* Requirements
Write out every web address that appears in the JupyterLab setup text below.

9. **Enjoy your new computing environment!** You should now have a live
   computing environment built off of the Docker image we’ve created.

Use JupyterLab by default
-------------------------

.. warning::

   As JupyterLab is a quickly-evolving tool right now, it is important to use
   recent versions of JupyterLab. If you install JupyterLab with ``conda``,
   **make sure to use the ``conda-forge`` channel instead of ``default``**.

`JupyterLab <http://jupyterlab.readthedocs.io/en/stable/index.html>`_ is the next generation
user interface for Project Jupyter. It can be used with JupyterHub, both as an
optional interface and as a default.

In addition, a JupyterLab extension, called JupyterLab-Hub, provides a nice UI
for accessing the JupyterHub control panel from JupyterLab. These instructions
show how to install both JupyterLab and JupyterLab-Hub.

.. note::

   If JupyterLab is installed on your hub (and with or without "JupyterLab Hub" installed),
   users can always switch to the classic Jupyter Notebook by selecting menu item
   "Help >> Launch Classic Notebook" or by replacing ``/lab`` with ``/tree`` in the URL
   (if the server is running).
   Similarly, you can access JupyterLab even if it is not the default by replacing ``/tree``
   in the URL with ``/lab``.

1. `Install JupyterLab <https://github.com/jupyterlab/jupyterlab#installation>`_
   and the `JupyterLab Hub <https://github.com/jupyterhub/jupyterlab-hub#installation>`_
   extension in your user image, for example in your Dockerfile:

   .. code-block:: dockerfile

      FROM jupyter/base-notebook:27ba57364579

      ...
      ARG JUPYTERLAB_VERSION=0.31.12
      RUN     pip install jupyterlab==$JUPYTERLAB_VERSION \
          &&  jupyter labextension install @jupyterlab/hub-extension
      ...

2. Enable JupyterLab in your Helm configuration by adding the following snippet:

   .. code-block:: yaml

      hub:
        extraEnv:
          JUPYTER_ENABLE_LAB: 1
        extraConfig: |
          c.KubeSpawner.cmd = ['jupyter-labhub']

3. If you want users to launch automatically into JupyterLab instead of the classic
   notebook, set the following setting in your Helm configuration:

   .. code-block:: yaml

      singleuser:
        defaultUrl: "/lab"

* Extracted information
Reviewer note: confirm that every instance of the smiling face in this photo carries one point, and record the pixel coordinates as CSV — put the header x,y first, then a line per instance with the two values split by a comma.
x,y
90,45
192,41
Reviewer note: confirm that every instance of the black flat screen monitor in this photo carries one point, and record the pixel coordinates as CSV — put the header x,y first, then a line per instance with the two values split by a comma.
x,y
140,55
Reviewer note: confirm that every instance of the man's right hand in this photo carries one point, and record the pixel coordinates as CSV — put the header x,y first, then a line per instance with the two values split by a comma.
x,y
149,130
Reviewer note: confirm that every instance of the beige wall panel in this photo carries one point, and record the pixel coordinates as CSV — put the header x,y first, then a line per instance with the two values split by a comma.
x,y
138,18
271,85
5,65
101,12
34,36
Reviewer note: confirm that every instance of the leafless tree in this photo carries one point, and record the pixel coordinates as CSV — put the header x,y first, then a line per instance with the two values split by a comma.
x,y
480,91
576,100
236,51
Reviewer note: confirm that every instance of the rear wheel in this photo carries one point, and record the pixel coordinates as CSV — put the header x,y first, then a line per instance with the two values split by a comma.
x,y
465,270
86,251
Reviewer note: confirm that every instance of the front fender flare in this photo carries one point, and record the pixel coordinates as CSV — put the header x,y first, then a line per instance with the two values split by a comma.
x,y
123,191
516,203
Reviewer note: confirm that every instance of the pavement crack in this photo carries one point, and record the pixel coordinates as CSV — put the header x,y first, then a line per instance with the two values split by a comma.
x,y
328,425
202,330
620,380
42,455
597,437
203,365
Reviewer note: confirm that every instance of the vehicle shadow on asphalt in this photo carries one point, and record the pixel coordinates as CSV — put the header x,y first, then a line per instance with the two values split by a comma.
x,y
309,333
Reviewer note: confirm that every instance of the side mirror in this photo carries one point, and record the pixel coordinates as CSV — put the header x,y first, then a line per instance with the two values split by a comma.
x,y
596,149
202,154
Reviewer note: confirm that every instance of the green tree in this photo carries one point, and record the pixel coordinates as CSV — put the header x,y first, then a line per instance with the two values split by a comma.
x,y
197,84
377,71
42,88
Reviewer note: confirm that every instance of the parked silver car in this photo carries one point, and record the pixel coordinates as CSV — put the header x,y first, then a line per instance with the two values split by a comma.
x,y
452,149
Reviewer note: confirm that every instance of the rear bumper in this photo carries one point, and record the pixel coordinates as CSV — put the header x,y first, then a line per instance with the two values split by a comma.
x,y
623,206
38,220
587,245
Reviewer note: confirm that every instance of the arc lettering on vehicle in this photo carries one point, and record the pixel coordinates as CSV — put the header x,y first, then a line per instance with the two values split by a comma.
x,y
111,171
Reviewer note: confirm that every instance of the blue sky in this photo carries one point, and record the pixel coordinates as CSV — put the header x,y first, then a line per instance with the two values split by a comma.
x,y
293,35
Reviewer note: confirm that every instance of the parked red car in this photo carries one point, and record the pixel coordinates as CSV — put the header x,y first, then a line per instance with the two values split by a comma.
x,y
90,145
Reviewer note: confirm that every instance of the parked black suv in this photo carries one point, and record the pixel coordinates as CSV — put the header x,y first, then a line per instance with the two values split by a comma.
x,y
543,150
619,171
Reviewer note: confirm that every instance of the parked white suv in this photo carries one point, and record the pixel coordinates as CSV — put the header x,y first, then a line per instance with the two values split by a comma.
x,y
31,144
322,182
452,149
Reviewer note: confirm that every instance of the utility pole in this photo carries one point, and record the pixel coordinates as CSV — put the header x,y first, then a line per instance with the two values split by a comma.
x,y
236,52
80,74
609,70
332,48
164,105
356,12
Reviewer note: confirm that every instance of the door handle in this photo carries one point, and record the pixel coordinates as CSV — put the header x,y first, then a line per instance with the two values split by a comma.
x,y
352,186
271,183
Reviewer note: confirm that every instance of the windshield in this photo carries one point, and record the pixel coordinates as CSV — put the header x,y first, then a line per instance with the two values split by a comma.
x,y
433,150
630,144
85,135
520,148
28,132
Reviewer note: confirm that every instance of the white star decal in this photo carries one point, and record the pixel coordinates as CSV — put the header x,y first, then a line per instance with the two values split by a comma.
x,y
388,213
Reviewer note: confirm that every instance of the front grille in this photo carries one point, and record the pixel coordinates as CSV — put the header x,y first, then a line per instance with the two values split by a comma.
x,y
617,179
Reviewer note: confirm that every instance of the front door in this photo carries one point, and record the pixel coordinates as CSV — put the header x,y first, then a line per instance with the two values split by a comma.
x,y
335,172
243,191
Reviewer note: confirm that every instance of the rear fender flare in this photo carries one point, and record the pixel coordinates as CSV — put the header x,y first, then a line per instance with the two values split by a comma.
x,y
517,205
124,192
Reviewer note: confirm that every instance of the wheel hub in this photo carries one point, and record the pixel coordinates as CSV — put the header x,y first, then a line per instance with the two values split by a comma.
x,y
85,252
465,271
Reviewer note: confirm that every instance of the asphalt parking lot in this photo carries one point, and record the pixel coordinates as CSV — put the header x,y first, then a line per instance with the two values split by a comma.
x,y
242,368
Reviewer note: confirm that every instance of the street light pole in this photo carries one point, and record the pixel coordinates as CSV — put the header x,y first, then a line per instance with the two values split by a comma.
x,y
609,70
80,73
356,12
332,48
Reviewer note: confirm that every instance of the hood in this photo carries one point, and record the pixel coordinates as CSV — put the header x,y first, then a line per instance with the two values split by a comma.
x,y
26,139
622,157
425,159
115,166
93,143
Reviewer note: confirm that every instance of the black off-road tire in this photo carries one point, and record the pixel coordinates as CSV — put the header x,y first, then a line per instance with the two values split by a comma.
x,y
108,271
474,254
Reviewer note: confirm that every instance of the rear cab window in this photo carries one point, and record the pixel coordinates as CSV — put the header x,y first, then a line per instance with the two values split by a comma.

* Reply to the exercise
http://jupyterlab.readthedocs.io/en/stable/index.html
https://github.com/jupyterlab/jupyterlab#installation
https://github.com/jupyterhub/jupyterlab-hub#installation